### PROBLEM DETAILS
Render everything from the start of the material down to the line containing "309,226 -> 394,273" as a Markdown table with the columns Row and Line, numbering each line and leaving out blank lines.

### DATA PROVIDED
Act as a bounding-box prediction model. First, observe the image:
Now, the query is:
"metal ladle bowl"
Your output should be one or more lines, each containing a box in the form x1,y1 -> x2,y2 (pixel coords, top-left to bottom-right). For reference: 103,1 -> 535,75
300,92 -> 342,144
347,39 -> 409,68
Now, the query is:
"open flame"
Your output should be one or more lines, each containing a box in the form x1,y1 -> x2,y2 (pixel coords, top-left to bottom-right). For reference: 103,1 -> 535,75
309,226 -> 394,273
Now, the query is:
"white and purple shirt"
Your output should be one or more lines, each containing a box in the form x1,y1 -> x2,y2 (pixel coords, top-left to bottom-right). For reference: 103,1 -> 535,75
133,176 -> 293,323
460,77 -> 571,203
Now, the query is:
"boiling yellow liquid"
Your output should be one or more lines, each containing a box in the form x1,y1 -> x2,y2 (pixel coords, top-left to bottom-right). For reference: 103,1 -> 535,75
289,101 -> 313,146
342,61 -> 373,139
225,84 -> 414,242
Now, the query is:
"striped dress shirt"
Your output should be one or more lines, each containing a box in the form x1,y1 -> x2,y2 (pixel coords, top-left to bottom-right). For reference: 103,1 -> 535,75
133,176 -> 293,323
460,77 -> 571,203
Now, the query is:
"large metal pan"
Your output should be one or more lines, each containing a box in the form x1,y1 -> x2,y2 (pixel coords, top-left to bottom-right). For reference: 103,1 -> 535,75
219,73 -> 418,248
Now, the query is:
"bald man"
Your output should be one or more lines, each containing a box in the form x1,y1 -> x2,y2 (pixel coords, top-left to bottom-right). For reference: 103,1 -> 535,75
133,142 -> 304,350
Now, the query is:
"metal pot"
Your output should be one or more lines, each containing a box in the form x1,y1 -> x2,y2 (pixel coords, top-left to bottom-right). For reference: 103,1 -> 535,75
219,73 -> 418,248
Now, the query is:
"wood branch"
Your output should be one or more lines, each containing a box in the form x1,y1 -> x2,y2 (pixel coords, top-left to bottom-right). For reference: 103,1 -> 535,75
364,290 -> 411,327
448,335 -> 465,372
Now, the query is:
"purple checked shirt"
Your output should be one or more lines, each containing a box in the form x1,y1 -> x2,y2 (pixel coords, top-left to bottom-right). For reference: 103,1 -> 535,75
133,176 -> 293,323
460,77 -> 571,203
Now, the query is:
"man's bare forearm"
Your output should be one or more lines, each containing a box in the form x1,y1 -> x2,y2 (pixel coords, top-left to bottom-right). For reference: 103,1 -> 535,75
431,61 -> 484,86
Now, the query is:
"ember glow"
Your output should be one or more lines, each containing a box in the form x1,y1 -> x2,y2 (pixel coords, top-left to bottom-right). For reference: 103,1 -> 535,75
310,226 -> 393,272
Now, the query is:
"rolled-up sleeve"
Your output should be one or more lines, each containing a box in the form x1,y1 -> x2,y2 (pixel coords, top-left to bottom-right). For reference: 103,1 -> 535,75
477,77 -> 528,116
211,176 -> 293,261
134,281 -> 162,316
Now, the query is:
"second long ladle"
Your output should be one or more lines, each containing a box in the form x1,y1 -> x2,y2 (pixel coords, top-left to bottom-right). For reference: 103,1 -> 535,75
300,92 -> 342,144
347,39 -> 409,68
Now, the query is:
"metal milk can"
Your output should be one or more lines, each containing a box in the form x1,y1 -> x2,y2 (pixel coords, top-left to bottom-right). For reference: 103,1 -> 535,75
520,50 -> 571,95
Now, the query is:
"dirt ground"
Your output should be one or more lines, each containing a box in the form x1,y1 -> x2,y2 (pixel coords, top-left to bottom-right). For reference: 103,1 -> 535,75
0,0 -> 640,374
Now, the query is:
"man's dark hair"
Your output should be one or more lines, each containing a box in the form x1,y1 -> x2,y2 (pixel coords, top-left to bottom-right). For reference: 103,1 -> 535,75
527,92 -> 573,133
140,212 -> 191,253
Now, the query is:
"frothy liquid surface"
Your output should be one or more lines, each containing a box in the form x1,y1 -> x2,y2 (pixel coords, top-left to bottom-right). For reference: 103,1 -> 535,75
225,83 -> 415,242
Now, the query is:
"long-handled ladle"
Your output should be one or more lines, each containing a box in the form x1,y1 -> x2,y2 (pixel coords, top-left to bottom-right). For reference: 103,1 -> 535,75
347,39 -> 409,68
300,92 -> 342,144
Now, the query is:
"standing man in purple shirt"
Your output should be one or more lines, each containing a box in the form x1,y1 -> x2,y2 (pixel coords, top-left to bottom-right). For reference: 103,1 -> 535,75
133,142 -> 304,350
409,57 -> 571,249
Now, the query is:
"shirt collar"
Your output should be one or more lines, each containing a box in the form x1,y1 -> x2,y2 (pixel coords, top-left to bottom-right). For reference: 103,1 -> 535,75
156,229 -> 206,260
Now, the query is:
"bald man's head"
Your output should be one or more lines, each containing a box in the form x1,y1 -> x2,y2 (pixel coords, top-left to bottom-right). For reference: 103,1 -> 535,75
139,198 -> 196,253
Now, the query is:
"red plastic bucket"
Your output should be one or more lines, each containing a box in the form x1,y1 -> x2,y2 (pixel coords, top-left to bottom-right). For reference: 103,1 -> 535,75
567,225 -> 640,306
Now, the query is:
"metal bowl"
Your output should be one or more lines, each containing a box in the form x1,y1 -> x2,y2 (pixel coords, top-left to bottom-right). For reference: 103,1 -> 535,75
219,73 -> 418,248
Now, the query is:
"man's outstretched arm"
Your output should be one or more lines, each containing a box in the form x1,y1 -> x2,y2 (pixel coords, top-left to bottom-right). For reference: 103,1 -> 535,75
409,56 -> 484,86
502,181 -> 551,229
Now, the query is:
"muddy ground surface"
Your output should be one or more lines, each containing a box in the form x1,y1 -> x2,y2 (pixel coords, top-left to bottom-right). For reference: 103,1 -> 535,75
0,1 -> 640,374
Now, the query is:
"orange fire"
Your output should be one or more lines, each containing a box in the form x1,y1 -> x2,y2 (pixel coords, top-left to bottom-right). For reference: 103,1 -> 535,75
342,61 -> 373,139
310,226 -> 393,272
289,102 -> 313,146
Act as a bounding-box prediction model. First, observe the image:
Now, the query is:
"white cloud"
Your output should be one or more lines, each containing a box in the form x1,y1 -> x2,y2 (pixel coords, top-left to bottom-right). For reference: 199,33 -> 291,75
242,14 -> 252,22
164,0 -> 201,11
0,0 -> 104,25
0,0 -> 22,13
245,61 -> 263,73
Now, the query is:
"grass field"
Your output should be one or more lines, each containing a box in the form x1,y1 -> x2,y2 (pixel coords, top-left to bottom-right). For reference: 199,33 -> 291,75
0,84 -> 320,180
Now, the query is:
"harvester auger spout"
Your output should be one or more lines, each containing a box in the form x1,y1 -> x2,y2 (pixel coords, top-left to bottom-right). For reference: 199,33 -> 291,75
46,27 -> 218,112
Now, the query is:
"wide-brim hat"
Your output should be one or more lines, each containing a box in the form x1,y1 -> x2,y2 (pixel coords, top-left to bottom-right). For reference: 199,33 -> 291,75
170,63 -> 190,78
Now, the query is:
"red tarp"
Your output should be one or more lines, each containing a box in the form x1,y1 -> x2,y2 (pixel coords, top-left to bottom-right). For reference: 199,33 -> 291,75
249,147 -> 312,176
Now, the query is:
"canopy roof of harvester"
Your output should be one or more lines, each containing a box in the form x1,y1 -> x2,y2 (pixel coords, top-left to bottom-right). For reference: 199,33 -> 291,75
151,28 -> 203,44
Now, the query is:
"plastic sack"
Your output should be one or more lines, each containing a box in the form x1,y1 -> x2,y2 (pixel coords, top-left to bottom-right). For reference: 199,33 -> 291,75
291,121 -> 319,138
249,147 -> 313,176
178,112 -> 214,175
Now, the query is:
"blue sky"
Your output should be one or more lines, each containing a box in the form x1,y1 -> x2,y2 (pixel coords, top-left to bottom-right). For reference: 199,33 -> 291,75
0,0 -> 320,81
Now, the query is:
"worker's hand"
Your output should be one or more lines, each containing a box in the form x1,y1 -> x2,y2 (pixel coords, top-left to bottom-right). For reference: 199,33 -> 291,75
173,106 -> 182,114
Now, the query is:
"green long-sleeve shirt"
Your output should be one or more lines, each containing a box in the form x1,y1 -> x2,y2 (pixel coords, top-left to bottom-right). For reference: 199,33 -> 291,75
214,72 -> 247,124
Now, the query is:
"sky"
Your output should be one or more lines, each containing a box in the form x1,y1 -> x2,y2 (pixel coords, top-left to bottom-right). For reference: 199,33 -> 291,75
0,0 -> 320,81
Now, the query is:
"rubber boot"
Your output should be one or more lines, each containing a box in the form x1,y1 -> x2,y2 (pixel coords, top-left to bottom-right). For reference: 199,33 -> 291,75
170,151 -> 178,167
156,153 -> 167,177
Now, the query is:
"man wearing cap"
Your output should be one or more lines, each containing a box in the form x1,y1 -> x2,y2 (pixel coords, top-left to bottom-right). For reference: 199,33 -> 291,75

### THE REPLY
| Row | Line |
|---|---|
| 1 | Act as a bounding-box prediction model. First, observe the image: |
| 2 | Now, the query is: |
| 3 | "metal ladle bowl" |
| 4 | Your output should be one or more lines, each containing a box in the form x1,y1 -> x2,y2 (pixel coords, top-left to bottom-right). For reference: 103,1 -> 535,75 |
| 5 | 300,92 -> 342,144 |
| 6 | 347,39 -> 409,68 |
| 7 | Now, the query is: |
| 8 | "open flame" |
| 9 | Your output should be one or more lines, each containing a box in the form x1,y1 -> x2,y2 (pixel coords, top-left to bottom-right). For reference: 103,1 -> 535,75 |
| 10 | 309,226 -> 394,273 |